REQUIREMENT: With no omissions, write out every record given below.
== Segment start ==
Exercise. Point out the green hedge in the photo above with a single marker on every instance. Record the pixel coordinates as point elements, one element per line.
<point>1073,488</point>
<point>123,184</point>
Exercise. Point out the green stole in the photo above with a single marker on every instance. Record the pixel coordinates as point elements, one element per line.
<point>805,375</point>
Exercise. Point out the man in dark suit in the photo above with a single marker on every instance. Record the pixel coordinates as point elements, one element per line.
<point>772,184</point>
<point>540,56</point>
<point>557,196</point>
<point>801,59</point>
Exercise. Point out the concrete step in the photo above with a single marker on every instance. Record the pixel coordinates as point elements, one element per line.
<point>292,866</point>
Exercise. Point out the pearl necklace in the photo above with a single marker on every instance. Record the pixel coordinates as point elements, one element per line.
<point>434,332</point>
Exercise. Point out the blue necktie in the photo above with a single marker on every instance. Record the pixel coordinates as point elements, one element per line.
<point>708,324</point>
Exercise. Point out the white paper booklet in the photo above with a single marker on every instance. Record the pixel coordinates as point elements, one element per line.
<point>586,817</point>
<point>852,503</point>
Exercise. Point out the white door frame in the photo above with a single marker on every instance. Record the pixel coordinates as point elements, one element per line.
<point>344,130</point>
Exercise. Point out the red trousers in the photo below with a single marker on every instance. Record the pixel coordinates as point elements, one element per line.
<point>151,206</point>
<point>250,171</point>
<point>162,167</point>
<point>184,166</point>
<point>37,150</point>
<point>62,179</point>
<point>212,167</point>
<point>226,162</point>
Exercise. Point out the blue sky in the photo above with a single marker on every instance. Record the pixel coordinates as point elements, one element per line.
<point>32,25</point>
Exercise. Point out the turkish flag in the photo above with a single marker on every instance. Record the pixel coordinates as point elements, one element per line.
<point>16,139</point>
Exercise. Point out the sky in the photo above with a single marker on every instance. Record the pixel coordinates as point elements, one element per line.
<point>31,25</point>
== Segment end ==
ANSWER FOR THE TASK:
Exercise. Point out the green hedge in the photo above with a single marker on every instance. Record the pixel coordinates as point elements, one element per line.
<point>1073,488</point>
<point>123,184</point>
Exercise. Point out the green stole in the photo above with a single marker on every instance. Record the pixel coordinates as point elements, one element per line.
<point>805,375</point>
Exercise. Point out the man in dark suit in the photo above with a single marker on every instance. Record the pixel coordinates as point elements, one element per line.
<point>772,184</point>
<point>540,56</point>
<point>557,196</point>
<point>801,59</point>
Exercise. Point out the concrete step in the photo above with a single marker on every instance. Record the pixel coordinates as point elements, one element per line.
<point>292,866</point>
Exercise. Point out the pearl necklace in the photo above with a single marker on every instance. Record the pixel coordinates as point elements, one element per line.
<point>434,332</point>
Exercise. Point out the blue necktie in the photo above with a single marker on every instance. Record the pixel coordinates as point elements, one element per line.
<point>708,324</point>
Exercise. Point out the white paper booklet in the photo above with a single marker on every instance. Record the pixel coordinates as point elements, one element per line.
<point>586,817</point>
<point>852,503</point>
Exercise. Point out the white door frame in the photo above with a single marker on every instance. Record the pixel coordinates as point elements, one element per line.
<point>344,130</point>
Exercise. Point out the red trousers in the photo below with a single marker on every instance. Record the pixel coordinates as point elements, one element per line.
<point>151,206</point>
<point>250,171</point>
<point>162,167</point>
<point>184,166</point>
<point>37,150</point>
<point>62,179</point>
<point>212,167</point>
<point>226,162</point>
Exercise. Point out the blue sky in the photo above with a single marker on every instance. Record the pixel coordinates as point elements, one element per line.
<point>32,25</point>
Exercise. Point out the turkish flag in the photo above with a single marker on every instance. Record the pixel coordinates as point elements, one element per line.
<point>16,139</point>
Exercise. Point out the sky in the photo above with a single marker on every instance. Record the pixel coordinates as point elements, one element per line.
<point>31,25</point>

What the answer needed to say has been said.